Objectives:
1. In the Brexit discussion, list every abbreviation written in capital letters, each once, in the order of first appearance.
2. Copy the Brexit discussion word for word from "Not only for" to "invoking Article 50.".

Excerpt to read:
# # # # #

The EAA is a natural stepping stone. The UK leaves the EU, signs an EAA and uses the mechanisms there to finalize Brexit in the form it wants and can achieve.

I think that is actually a pretty good procedural approach. Disengage politically, then negotiate within the framework of an EAA.

Not only for the UK, but for everyone wanting to leave the EU.

As an alternative to WTO terms. For actual pain in leaving unions. See virtually anywhere for historical examples (Even Norway's dissolution with Sweden had troops mobilized at the border).
jergul
large member
Tue Sep 25 04:26:40
I just don't see the logic in why current membership in the EU should be leveraged into securing special privilege after leaving the EU.

The pragmatic arguments counter each other (loss of growth potential is one reason, but rewarding countries for leaving as a bad thing is another)

But ultimately, that is up the EU members to decide. They can collectively change Article 50 to any mechanism they like.

Perhaps that is something the UK should have explored before invoking Article 50.
Seb
Member
Tue Sep 25 07:57:51
jergul:

In principle, an FTA for an exiting country should be relatively easy compared to other countries as you are starting from a very aligned position and both countries should, in principle, not want to raise tariff barriers.

Regulatory divergence may become an issue, but you could put in review triggers should these eventuate.

The downside for EEA though is then how to exit EEA, the fear from an exiting country is that the EU will seek two bites of the cherry.

"I just don't see the logic in why current membership in the EU should be leveraged into securing special privilege after leaving the EU."

# # # # #

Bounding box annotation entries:

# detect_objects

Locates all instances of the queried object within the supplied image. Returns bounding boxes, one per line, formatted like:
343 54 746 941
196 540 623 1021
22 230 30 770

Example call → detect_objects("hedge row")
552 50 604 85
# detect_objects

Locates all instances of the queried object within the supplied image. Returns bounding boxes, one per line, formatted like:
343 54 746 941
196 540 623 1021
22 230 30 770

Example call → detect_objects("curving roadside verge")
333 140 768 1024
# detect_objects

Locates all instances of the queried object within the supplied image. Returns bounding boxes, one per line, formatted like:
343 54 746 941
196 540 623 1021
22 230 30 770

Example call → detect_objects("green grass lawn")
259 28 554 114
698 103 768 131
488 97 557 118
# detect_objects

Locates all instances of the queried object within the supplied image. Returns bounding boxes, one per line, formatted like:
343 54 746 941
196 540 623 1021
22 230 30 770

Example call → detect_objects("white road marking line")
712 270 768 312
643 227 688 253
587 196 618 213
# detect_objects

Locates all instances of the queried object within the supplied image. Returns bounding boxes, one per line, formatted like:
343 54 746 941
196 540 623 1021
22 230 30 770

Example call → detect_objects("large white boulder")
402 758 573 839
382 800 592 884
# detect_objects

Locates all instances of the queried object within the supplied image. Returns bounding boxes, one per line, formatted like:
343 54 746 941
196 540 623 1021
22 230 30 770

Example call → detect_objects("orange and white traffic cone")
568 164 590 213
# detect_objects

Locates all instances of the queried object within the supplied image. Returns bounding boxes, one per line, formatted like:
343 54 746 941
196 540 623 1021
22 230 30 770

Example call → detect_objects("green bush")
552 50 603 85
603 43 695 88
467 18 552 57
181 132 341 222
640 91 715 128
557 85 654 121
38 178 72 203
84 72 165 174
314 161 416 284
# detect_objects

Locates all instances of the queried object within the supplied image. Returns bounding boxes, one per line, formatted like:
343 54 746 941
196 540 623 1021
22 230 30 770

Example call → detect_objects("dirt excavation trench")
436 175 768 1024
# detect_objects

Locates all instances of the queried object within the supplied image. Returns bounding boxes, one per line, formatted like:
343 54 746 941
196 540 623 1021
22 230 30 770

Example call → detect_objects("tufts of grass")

# # # # #

Worked solutions:
1. EAA, UK, EU, WTO, FTA, EEA

2.
Not only for the UK, but for everyone wanting to leave the EU.

As an alternative to WTO terms. For actual pain in leaving unions. See virtually anywhere for historical examples (Even Norway's dissolution with Sweden had troops mobilized at the border).
jergul
large member
Tue Sep 25 04:26:40
I just don't see the logic in why current membership in the EU should be leveraged into securing special privilege after leaving the EU.

The pragmatic arguments counter each other (loss of growth potential is one reason, but rewarding countries for leaving as a bad thing is another)

But ultimately, that is up the EU members to decide. They can collectively change Article 50 to any mechanism they like.

Perhaps that is something the UK should have explored before invoking Article 50.